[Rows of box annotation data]

§

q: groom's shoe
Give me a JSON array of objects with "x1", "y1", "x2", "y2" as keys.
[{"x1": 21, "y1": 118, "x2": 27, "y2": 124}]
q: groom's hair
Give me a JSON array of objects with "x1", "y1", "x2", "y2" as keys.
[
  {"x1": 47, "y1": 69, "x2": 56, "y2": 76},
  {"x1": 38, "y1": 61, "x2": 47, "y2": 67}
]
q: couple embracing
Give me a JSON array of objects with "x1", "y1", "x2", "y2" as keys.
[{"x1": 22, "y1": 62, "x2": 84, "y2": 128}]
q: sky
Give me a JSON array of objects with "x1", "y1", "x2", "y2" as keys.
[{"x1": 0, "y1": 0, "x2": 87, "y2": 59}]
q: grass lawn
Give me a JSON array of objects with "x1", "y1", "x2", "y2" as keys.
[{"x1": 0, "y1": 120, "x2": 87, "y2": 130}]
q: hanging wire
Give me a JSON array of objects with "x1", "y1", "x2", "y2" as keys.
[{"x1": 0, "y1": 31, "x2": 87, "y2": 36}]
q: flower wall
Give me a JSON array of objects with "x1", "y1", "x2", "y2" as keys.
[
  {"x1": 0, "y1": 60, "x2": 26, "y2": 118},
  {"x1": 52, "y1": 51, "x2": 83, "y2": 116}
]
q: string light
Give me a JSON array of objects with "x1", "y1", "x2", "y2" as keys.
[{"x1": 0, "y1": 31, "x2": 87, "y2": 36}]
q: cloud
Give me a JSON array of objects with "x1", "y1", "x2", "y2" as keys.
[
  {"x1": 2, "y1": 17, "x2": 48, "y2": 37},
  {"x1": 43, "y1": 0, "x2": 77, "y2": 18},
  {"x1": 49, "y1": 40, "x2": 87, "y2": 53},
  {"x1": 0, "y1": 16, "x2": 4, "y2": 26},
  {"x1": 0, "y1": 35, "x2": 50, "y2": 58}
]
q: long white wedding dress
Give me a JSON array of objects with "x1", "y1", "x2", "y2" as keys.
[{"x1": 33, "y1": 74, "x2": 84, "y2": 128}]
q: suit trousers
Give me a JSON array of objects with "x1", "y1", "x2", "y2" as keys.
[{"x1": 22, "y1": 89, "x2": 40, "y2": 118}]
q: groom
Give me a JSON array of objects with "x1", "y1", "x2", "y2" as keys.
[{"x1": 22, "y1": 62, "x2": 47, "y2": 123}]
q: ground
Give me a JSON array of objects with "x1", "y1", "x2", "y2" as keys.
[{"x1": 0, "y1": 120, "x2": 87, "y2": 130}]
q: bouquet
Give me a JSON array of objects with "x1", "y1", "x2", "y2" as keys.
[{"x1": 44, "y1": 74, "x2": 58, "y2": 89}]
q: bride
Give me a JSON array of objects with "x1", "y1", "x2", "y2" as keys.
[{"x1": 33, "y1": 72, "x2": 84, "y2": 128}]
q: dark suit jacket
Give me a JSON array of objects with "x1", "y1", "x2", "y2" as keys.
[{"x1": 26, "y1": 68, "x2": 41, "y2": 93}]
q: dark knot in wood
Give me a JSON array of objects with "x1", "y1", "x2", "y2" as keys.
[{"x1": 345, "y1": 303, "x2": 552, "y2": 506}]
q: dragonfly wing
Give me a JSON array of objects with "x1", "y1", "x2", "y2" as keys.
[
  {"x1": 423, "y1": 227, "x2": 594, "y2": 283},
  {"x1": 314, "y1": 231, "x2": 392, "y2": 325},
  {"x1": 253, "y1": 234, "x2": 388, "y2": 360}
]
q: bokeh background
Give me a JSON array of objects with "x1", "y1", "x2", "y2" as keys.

§

■ The task
Repeat all the entries exactly as given.

■ The answer
q: groom's shoe
Give me a JSON array of objects with "x1", "y1", "x2", "y2" as keys.
[{"x1": 21, "y1": 118, "x2": 27, "y2": 124}]
q: groom's hair
Give me a JSON array of objects with "x1", "y1", "x2", "y2" as keys.
[
  {"x1": 47, "y1": 69, "x2": 56, "y2": 76},
  {"x1": 38, "y1": 61, "x2": 47, "y2": 67}
]
q: couple embracing
Give me a JSON array of objects with "x1", "y1", "x2", "y2" as keys.
[{"x1": 22, "y1": 62, "x2": 84, "y2": 128}]
q: sky
Give me a JSON array of objects with "x1", "y1", "x2", "y2" as keys.
[{"x1": 0, "y1": 0, "x2": 87, "y2": 59}]
q: grass lawn
Give me a JSON array of objects with "x1", "y1", "x2", "y2" as keys.
[{"x1": 0, "y1": 120, "x2": 87, "y2": 130}]
q: hanging wire
Give me a JSON array of objects with "x1", "y1", "x2", "y2" as keys.
[{"x1": 0, "y1": 31, "x2": 87, "y2": 36}]
q: flower wall
Give me a JSON array of objects with "x1", "y1", "x2", "y2" as keys.
[
  {"x1": 0, "y1": 60, "x2": 26, "y2": 118},
  {"x1": 52, "y1": 51, "x2": 83, "y2": 116}
]
q: string light
Give me a JSON array of objects with "x1", "y1", "x2", "y2" as keys.
[{"x1": 0, "y1": 31, "x2": 87, "y2": 36}]
q: cloud
Give me a JSON array of objects with "x1", "y1", "x2", "y2" as keys.
[
  {"x1": 2, "y1": 17, "x2": 48, "y2": 37},
  {"x1": 43, "y1": 0, "x2": 77, "y2": 18},
  {"x1": 49, "y1": 40, "x2": 87, "y2": 53},
  {"x1": 0, "y1": 16, "x2": 4, "y2": 26},
  {"x1": 0, "y1": 35, "x2": 50, "y2": 58}
]
q: long white wedding dress
Give me a JSON array of objects with "x1", "y1", "x2", "y2" as keys.
[{"x1": 33, "y1": 74, "x2": 84, "y2": 128}]
q: suit trousers
Give me a JSON array of objects with "x1", "y1", "x2", "y2" as keys.
[{"x1": 22, "y1": 89, "x2": 40, "y2": 118}]
q: groom
Give me a JSON array of objects with "x1", "y1", "x2", "y2" as keys.
[{"x1": 22, "y1": 62, "x2": 47, "y2": 123}]
q: ground
Give me a JSON array of objects with "x1", "y1", "x2", "y2" as keys.
[{"x1": 0, "y1": 120, "x2": 87, "y2": 130}]
q: bouquet
Give me a JSON array of objects with "x1", "y1", "x2", "y2" as keys.
[{"x1": 44, "y1": 74, "x2": 58, "y2": 89}]
q: bride
Give me a JSON array of objects with "x1", "y1", "x2", "y2" as keys.
[{"x1": 33, "y1": 72, "x2": 84, "y2": 128}]
q: dark suit jacket
Give me a JSON array of objects with "x1", "y1", "x2", "y2" as keys.
[{"x1": 26, "y1": 68, "x2": 41, "y2": 93}]
q: dark knot in wood
Give me a JSON array of objects with "x1", "y1", "x2", "y2" as keys.
[{"x1": 345, "y1": 303, "x2": 552, "y2": 506}]
q: dragonfly wing
Give me a JSON array of objects with "x1", "y1", "x2", "y2" as keys.
[
  {"x1": 423, "y1": 227, "x2": 594, "y2": 283},
  {"x1": 314, "y1": 231, "x2": 392, "y2": 325},
  {"x1": 253, "y1": 234, "x2": 388, "y2": 360}
]
q: bokeh background
Give me a JSON array of objects with "x1", "y1", "x2", "y2" as keys.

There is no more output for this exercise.